▶ **EXERCISE DIRECTIONS**:
Repeat precisely, and only, the lines between the line containing "# test: point to the player's other" and the end of the listing below, both ends included.

▶ **GIVEN RECORDS**:
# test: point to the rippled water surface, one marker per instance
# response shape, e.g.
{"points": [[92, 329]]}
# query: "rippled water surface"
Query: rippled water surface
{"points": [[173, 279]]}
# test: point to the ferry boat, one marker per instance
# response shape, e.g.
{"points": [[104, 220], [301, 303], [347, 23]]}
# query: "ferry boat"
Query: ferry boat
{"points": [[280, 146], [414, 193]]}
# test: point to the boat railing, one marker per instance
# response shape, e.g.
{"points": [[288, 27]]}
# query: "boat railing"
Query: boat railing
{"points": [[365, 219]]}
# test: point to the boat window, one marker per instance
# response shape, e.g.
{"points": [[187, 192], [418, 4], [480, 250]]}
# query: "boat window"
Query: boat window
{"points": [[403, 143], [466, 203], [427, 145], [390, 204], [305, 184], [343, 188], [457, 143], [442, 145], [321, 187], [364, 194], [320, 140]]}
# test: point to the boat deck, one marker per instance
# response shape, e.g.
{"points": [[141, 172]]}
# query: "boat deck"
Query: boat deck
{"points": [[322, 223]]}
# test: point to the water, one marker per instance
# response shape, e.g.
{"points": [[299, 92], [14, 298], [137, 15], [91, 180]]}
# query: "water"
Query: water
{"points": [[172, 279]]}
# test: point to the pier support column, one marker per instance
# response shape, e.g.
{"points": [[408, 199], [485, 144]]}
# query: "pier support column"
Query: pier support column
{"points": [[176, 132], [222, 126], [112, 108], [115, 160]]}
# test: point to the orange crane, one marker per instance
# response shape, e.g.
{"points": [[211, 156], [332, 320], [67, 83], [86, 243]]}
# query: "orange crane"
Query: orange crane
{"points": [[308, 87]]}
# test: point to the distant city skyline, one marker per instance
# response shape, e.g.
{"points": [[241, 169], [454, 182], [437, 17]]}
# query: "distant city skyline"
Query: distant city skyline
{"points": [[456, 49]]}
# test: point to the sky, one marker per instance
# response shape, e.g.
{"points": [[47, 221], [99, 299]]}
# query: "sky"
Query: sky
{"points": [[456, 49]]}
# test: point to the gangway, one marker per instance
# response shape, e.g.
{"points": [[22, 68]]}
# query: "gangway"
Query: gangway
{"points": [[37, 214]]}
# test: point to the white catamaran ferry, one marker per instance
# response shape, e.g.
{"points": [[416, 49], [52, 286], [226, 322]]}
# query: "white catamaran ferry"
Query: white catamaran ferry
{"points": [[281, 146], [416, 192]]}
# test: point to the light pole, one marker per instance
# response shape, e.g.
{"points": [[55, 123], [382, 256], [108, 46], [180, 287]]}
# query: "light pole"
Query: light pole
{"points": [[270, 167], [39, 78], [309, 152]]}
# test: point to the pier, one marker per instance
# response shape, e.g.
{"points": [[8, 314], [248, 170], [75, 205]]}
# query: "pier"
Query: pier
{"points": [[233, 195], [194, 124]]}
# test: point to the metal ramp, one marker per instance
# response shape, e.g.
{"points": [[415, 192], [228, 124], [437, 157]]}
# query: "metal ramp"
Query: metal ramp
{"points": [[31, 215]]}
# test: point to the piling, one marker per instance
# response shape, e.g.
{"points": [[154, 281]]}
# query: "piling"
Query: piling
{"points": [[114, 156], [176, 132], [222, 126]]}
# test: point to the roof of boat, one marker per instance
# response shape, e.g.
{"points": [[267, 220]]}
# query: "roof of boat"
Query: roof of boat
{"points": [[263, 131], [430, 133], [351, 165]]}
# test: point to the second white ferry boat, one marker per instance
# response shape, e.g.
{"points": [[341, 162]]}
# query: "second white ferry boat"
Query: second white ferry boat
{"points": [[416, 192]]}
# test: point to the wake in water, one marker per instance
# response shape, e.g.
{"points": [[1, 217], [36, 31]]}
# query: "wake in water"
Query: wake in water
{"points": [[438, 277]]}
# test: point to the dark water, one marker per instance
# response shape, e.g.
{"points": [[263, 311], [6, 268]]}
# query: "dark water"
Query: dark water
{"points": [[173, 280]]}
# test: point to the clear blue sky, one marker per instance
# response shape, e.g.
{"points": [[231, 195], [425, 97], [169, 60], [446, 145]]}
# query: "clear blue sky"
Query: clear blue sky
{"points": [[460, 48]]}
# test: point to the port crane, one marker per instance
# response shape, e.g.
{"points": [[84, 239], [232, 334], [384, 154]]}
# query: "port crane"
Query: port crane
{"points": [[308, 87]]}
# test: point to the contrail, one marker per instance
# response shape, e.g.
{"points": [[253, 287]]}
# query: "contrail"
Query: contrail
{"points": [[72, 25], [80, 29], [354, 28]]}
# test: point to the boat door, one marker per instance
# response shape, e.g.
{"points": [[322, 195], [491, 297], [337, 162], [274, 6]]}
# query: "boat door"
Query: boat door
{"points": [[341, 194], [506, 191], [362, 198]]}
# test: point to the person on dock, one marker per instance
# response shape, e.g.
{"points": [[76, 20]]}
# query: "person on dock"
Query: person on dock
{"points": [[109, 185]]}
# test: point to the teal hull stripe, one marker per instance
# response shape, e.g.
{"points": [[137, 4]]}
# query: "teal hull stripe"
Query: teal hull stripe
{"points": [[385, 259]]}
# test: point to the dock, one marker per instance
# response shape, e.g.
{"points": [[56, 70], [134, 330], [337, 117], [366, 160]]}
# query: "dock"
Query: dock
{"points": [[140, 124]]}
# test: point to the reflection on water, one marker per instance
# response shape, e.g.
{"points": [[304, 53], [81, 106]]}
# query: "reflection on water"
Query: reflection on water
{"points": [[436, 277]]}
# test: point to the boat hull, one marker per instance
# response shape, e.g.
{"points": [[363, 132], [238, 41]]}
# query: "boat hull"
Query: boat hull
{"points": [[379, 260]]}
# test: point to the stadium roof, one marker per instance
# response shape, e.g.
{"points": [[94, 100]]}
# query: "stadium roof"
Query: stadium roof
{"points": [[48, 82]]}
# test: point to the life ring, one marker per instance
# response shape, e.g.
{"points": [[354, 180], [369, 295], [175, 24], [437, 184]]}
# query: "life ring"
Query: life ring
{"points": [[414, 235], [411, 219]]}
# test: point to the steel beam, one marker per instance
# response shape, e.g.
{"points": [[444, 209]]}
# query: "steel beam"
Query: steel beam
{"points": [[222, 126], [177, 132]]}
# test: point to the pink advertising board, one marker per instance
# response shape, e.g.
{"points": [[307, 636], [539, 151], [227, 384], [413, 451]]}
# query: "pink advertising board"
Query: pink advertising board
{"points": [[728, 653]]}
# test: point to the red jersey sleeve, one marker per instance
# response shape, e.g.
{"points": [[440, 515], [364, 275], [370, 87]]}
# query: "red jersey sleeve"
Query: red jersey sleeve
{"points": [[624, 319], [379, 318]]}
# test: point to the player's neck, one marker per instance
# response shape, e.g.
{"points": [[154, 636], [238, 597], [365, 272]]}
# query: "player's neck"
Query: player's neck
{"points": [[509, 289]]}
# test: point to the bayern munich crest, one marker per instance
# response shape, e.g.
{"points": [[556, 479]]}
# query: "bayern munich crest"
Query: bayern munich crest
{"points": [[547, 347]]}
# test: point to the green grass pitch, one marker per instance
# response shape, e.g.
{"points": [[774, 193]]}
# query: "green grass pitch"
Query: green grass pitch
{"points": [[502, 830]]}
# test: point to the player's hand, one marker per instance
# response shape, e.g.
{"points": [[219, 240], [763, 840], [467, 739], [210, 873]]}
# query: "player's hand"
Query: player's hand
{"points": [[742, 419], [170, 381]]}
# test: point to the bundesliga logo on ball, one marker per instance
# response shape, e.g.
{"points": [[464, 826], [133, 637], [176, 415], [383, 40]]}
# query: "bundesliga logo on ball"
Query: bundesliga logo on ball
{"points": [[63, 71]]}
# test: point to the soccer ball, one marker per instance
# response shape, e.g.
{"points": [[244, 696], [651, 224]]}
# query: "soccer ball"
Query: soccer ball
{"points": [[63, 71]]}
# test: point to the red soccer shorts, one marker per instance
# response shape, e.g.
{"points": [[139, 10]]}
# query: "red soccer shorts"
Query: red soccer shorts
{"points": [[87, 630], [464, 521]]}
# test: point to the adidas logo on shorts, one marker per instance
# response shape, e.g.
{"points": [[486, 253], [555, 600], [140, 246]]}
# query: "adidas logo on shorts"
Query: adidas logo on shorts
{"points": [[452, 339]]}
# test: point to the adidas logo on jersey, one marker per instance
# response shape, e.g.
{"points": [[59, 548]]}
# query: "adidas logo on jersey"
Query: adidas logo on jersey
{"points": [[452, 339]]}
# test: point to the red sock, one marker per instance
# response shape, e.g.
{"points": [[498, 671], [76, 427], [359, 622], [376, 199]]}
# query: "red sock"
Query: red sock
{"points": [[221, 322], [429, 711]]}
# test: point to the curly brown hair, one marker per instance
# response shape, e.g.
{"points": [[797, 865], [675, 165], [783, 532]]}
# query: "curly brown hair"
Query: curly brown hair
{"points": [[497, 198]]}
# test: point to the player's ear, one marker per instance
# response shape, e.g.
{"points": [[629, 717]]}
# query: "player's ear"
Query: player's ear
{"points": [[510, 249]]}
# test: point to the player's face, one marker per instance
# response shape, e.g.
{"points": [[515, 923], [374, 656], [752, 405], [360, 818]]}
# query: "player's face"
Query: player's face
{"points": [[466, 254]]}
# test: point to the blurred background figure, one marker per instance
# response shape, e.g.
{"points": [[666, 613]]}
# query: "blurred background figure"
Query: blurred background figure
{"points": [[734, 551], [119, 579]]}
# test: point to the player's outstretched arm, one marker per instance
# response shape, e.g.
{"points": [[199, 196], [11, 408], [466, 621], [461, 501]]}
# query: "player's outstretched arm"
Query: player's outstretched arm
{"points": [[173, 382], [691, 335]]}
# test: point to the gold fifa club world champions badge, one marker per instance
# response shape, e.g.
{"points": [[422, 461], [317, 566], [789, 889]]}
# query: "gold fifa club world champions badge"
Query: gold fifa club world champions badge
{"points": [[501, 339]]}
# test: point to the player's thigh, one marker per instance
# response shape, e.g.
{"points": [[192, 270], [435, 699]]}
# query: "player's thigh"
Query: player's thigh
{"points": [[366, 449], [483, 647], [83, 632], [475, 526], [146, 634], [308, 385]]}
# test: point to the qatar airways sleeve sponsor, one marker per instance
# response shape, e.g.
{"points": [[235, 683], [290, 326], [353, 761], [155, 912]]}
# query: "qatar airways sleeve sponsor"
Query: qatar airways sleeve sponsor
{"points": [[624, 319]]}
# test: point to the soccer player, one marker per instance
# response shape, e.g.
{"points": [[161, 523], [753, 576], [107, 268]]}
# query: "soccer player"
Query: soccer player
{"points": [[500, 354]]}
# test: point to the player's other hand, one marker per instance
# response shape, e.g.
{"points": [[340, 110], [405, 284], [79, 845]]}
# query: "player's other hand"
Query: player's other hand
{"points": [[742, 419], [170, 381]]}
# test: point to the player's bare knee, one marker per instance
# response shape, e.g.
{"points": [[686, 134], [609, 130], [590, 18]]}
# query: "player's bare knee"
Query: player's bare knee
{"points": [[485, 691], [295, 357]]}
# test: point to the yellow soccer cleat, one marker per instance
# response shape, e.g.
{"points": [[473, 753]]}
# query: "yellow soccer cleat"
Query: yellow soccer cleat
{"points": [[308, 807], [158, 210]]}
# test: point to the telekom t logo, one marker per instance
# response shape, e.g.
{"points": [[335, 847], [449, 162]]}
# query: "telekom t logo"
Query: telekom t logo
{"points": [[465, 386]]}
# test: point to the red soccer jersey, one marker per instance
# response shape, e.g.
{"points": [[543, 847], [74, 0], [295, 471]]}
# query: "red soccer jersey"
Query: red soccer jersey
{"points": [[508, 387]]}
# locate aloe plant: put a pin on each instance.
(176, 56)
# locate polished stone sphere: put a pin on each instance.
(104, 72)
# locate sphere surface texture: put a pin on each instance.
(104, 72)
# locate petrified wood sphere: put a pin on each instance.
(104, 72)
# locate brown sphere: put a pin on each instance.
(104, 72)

▶ **THE REPLY**:
# test: point to the player's other hand, one marker per instance
# response shape, e.g.
{"points": [[340, 110], [405, 284], [79, 845]]}
# query: "player's other hand"
Query: player's other hand
{"points": [[742, 419], [170, 381]]}
# test: point to the player's bare knee, one marker per instance
# response shape, e.g.
{"points": [[686, 134], [609, 130], [590, 18]]}
# query: "player's bare knee"
Query: player's bare knee
{"points": [[485, 691], [295, 357]]}
# test: point to the yellow soccer cleat, one marker per instance
# response shape, e.g.
{"points": [[473, 753]]}
# query: "yellow soccer cleat"
Query: yellow soccer cleat
{"points": [[308, 807], [158, 210]]}
# test: point to the telekom t logo, one marker per instance
# response shape, e.g.
{"points": [[335, 847], [449, 162]]}
# query: "telekom t logo"
Query: telekom t logo
{"points": [[465, 386]]}
# test: point to the red soccer jersey, one marker per instance
# response shape, e.g.
{"points": [[543, 847], [74, 0], [295, 471]]}
# query: "red soccer jersey"
Query: red soccer jersey
{"points": [[508, 387]]}
# locate aloe plant: put a pin on each instance.
(176, 56)
# locate polished stone sphere: put a pin on each instance.
(104, 72)
# locate sphere surface texture: put a pin on each instance.
(104, 72)
# locate petrified wood sphere: put a pin on each instance.
(104, 72)
# locate brown sphere: put a pin on each instance.
(104, 72)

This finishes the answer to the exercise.